### EXERCISE DIRECTIONS
Could you give the data below again, exactly and completely?
---------- RECORDS FOR THIS TASK ----------
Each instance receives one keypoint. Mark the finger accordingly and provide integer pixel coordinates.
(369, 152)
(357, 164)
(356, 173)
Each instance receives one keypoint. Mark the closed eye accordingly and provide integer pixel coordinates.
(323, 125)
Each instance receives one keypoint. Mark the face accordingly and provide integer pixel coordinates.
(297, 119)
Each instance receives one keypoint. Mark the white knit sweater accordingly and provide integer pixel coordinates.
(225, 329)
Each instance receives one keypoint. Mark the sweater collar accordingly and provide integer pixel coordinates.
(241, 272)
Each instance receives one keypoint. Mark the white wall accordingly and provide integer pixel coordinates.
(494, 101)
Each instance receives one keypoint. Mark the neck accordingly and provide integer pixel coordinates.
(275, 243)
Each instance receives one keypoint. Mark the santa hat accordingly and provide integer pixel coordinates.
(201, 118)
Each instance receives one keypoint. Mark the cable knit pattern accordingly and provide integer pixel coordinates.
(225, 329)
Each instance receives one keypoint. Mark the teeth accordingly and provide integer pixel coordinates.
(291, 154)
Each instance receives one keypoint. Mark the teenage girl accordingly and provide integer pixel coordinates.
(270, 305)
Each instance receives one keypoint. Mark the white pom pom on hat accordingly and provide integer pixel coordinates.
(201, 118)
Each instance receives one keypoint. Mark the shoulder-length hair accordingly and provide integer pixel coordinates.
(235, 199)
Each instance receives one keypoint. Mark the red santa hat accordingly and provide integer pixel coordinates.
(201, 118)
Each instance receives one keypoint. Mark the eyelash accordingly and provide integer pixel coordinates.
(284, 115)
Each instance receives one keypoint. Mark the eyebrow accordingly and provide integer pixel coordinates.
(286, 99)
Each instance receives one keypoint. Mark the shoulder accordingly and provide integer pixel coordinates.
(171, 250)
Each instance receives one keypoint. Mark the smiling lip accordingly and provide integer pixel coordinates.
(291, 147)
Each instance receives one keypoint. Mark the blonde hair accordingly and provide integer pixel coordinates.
----------
### WORKED SOLUTION
Each instance receives one keypoint. Mark the finger accordingly and provide integer pixel coordinates.
(369, 152)
(357, 164)
(356, 173)
Each instance receives one keypoint. Mark the closed eye accordingly and provide integer pixel coordinates.
(323, 125)
Each instance receives one keypoint. Mark the face accordingly and provide integer pixel coordinates.
(297, 119)
Each instance receives one keypoint. Mark the white knit sweater accordingly and provide integer pixel coordinates.
(225, 329)
Each instance receives one keypoint. Mark the sweater collar accordingly and provide integer pixel coordinates.
(241, 272)
Each instance receives one keypoint. Mark the white wall accordingly and provide integer pixel coordinates.
(494, 101)
Each instance receives one keypoint. Mark the neck accordingly and provide integer pixel coordinates.
(275, 243)
Each instance receives one keypoint. Mark the santa hat accordingly and provide integer pixel coordinates.
(201, 118)
Each instance receives one keypoint. Mark the cable knit pattern accordingly and provide integer pixel coordinates.
(225, 329)
Each instance receives one keypoint. Mark the teeth accordingly and provide integer pixel coordinates.
(291, 154)
Each instance receives one keypoint. Mark the teenage girl accordingly and provide integer pixel coordinates.
(270, 305)
Each instance receives one keypoint. Mark the white pom pom on hat accordingly and provide integer pixel coordinates.
(201, 118)
Each instance receives one keypoint. Mark the shoulder-length hair accordingly and provide integer pixel coordinates.
(235, 199)
Each instance receives one keypoint. Mark the red santa hat accordingly and provide integer pixel coordinates.
(201, 118)
Each instance receives one keypoint. Mark the eyelash accordingly and provide integer pixel coordinates.
(284, 115)
Each instance receives one keypoint. Mark the eyebrow accordingly and provide integer pixel coordinates.
(286, 99)
Each instance receives one keypoint. Mark the shoulder accordingly and provide integer pixel coordinates.
(171, 250)
Each instance receives one keypoint. Mark the smiling lip accordingly and provide integer pixel coordinates.
(291, 147)
Each instance receives one keypoint. Mark the blonde hair accordingly and provide integer pixel coordinates.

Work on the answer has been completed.